SELECTED EXCERPT:

This post provides a recap of several themes that emerged at this week's Strata+Hadoop World. These include continued infatuation with Spark, security for Kafka, and a discussion around Spark streaming vs. Storm for stream processing.

http://ingest.tips/2015/02/21/hot-strata-2015/

Releases

Apache Cassandra 2.1.3 was released this week. The release contains over 100 fixes and improvements.

http://www.mail-archive.com/user@cassandra.apache.org/msg41000.html

IBM announced several new modules for their BigInsights distribution. These include BigInsights Analyst (for integrating spreadsheets and visualizations with their SQL-on-Hadoop engine), BigInsights Data Scientist (for machine-learning on large datasets), and BigInsights Statistical Management (for managing resources and optimizing workflows).

http://www.datanami.com/2015/02/19/ibm-embraces-hadoop-in-biginsight-push/

Cloudera announced that Apache Kafka has graduated from Cloudera Labs and is now fully-supported as part of Cloudera Enterprise. A technical post on the Cloudera blog describes how to deploy Kafka using CDH and includes some guidance for choosing hardware and sizing a cluster. It also describes various details of the architecture, such as replication, partitioning, and how to guarantee message delivery.

http://www.cloudera.com/content/cloudera/en/about/press-center/press-releases/2015/02/18/real-time-messaging-system-apache-kafka.html
http://blog.cloudera.com/blog/2015/02/how-to-deploy-and-configure-apache-kafka-in-cloudera-enterprise/

Microsoft announced availability of HDP 2.2, which includes Apache Storm, as part of their Azure HDInsight Hadoop-as-a-Service platform. They also announced a preview of HDInsight on Linux, which uses Apache Ambari for deployment.

http://hortonworks.com/blog/microsoft-azure-hdinsight-on-linux-expands-application-platforms/
http://blogs.microsoft.com/blog/2015/02/18/new-azure-services-help-people-realize-possibilities-big-data/

Hadoop-as-a-Service company Altiscale announced two new features this week. First, Apache Spark has been fully integrated into their platform. Second, they're now offering secure-mode for Hadoop using Kerberos.

DATA SUPPLIED:

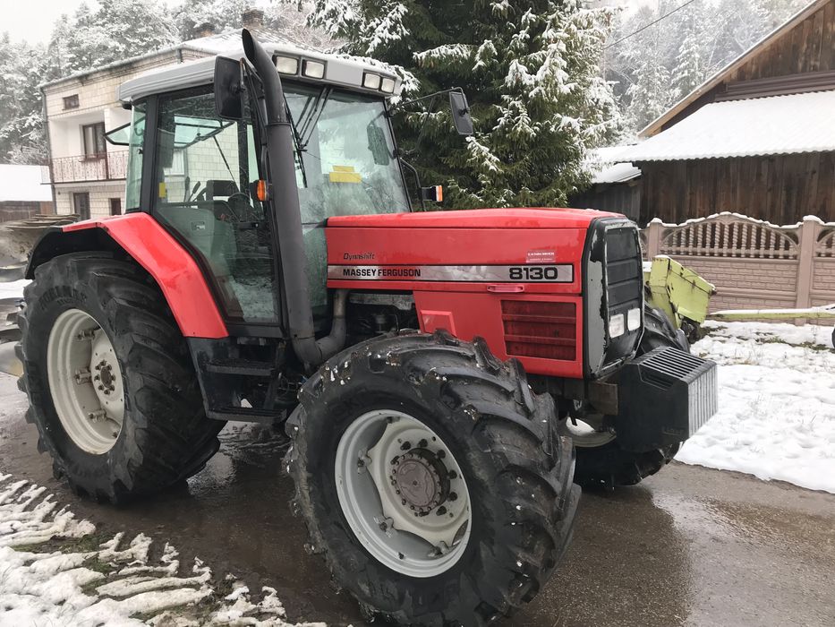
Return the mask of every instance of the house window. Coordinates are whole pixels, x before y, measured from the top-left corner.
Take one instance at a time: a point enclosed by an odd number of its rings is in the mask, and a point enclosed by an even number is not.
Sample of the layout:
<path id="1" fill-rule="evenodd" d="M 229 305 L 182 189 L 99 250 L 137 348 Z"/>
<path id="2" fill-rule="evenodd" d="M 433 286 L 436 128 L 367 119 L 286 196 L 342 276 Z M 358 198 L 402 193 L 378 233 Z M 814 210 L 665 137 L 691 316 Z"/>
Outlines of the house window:
<path id="1" fill-rule="evenodd" d="M 104 122 L 81 126 L 81 136 L 84 141 L 85 157 L 100 157 L 107 151 L 107 145 L 105 143 Z"/>
<path id="2" fill-rule="evenodd" d="M 72 209 L 81 219 L 89 219 L 89 193 L 75 192 L 72 193 Z"/>

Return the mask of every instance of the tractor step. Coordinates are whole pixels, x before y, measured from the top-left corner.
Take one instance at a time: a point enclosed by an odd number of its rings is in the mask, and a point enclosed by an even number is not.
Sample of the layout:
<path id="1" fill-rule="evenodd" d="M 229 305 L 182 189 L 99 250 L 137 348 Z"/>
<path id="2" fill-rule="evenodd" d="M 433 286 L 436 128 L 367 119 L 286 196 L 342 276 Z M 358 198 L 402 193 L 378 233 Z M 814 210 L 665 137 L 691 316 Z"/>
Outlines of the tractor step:
<path id="1" fill-rule="evenodd" d="M 206 364 L 206 371 L 217 374 L 272 377 L 276 374 L 276 366 L 251 359 L 213 359 Z"/>
<path id="2" fill-rule="evenodd" d="M 283 417 L 280 411 L 240 407 L 214 408 L 208 409 L 206 416 L 212 420 L 233 420 L 236 422 L 260 423 L 261 425 L 272 425 Z"/>

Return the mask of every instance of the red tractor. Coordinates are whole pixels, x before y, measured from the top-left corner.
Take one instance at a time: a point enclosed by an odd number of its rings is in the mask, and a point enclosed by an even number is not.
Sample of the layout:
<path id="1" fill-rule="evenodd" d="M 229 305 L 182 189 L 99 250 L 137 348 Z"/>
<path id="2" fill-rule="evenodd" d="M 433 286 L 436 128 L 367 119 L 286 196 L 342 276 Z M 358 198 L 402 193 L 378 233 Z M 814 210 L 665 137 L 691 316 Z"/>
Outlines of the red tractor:
<path id="1" fill-rule="evenodd" d="M 398 89 L 247 31 L 123 85 L 127 213 L 35 247 L 21 385 L 56 475 L 113 502 L 198 472 L 226 421 L 285 421 L 338 585 L 482 624 L 554 571 L 575 479 L 635 484 L 711 416 L 715 367 L 645 308 L 622 216 L 413 212 Z"/>

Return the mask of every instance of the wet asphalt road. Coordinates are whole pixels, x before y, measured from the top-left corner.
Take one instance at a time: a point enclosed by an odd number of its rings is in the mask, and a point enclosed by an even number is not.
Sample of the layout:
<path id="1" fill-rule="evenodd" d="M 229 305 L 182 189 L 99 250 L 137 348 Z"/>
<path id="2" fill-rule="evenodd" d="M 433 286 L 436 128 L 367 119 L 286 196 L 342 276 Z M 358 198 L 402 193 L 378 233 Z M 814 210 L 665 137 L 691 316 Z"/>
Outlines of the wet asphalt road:
<path id="1" fill-rule="evenodd" d="M 251 589 L 276 588 L 294 620 L 364 624 L 303 549 L 285 445 L 269 430 L 227 426 L 187 486 L 115 509 L 52 477 L 25 408 L 0 374 L 0 471 L 47 485 L 105 535 L 143 532 Z M 512 624 L 835 625 L 835 495 L 677 463 L 640 486 L 585 494 L 561 570 Z"/>

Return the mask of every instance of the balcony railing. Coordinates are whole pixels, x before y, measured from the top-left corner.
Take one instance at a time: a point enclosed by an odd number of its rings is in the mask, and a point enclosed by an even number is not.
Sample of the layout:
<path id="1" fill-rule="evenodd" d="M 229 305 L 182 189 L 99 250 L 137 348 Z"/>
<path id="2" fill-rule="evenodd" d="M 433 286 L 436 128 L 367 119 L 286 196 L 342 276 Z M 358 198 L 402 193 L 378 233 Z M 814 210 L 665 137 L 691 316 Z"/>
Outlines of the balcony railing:
<path id="1" fill-rule="evenodd" d="M 97 155 L 58 157 L 51 159 L 53 183 L 80 183 L 82 181 L 117 181 L 127 171 L 128 151 L 103 152 Z M 48 183 L 48 173 L 47 173 Z"/>

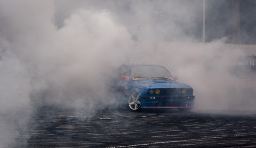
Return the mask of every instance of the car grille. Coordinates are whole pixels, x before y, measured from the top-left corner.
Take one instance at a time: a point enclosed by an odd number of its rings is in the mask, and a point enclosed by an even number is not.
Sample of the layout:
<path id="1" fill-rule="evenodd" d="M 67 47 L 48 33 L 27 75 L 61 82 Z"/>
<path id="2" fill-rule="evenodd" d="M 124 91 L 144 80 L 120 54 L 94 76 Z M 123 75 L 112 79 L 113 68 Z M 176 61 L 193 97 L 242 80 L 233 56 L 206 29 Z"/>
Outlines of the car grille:
<path id="1" fill-rule="evenodd" d="M 162 102 L 162 106 L 181 106 L 181 101 L 165 101 Z"/>
<path id="2" fill-rule="evenodd" d="M 182 93 L 182 90 L 184 89 L 183 88 L 166 88 L 166 89 L 159 89 L 160 91 L 160 93 L 159 94 L 156 94 L 155 93 L 155 90 L 157 89 L 153 89 L 154 91 L 154 93 L 153 94 L 150 94 L 149 90 L 148 91 L 148 94 L 150 95 L 192 95 L 193 94 L 193 89 L 185 89 L 186 90 L 186 93 L 183 94 Z"/>

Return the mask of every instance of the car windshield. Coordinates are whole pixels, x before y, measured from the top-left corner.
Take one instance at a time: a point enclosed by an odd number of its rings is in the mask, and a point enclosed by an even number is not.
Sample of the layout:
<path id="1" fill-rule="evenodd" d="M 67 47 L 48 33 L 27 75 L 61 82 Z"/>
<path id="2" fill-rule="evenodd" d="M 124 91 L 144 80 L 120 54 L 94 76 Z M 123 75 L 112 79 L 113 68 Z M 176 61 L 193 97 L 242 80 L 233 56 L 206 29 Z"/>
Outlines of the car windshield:
<path id="1" fill-rule="evenodd" d="M 164 67 L 161 66 L 136 66 L 131 67 L 132 80 L 171 80 L 173 77 Z"/>

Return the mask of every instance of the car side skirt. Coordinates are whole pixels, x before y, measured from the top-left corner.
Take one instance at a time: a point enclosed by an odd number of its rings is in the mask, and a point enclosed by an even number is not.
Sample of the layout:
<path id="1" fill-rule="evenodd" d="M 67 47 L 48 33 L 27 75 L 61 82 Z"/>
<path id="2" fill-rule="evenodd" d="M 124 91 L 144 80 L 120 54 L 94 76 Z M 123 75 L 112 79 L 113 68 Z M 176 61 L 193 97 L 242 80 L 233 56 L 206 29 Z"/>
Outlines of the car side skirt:
<path id="1" fill-rule="evenodd" d="M 141 108 L 194 108 L 195 107 L 141 107 Z"/>

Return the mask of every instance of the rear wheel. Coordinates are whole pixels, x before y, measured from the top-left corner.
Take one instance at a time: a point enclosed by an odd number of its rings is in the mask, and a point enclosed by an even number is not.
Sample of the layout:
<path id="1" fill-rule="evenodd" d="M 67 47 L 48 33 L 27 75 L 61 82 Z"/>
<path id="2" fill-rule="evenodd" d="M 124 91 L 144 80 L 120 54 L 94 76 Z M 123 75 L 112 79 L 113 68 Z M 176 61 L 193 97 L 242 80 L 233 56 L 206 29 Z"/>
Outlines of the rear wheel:
<path id="1" fill-rule="evenodd" d="M 128 103 L 130 108 L 133 110 L 138 111 L 140 109 L 140 95 L 137 92 L 133 92 L 129 96 Z"/>

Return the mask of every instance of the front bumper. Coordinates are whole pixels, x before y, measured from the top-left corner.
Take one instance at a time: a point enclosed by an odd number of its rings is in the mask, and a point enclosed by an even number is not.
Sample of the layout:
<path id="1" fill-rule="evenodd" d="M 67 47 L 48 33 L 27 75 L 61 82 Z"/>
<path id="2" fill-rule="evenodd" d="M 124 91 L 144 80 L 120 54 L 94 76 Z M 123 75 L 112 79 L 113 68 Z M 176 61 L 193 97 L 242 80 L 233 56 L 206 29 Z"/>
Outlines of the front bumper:
<path id="1" fill-rule="evenodd" d="M 144 108 L 194 108 L 195 96 L 140 97 L 141 107 Z"/>

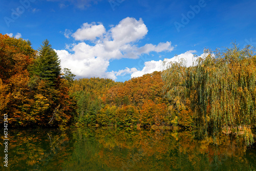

WORK INSTRUCTIONS: Print the part of the Hadoop news roundup starting at "Apache Cassandra 2.1.3" and ending at "and optimizing workflows).". The rows stand apart from the Hadoop news roundup.

FINAL RESULT:
Apache Cassandra 2.1.3 was released this week. The release contains over 100 fixes and improvements.

http://www.mail-archive.com/user@cassandra.apache.org/msg41000.html

IBM announced several new modules for their BigInsights distribution. These include BigInsights Analyst (for integrating spreadsheets and visualizations with their SQL-on-Hadoop engine), BigInsights Data Scientist (for machine-learning on large datasets), and BigInsights Statistical Management (for managing resources and optimizing workflows).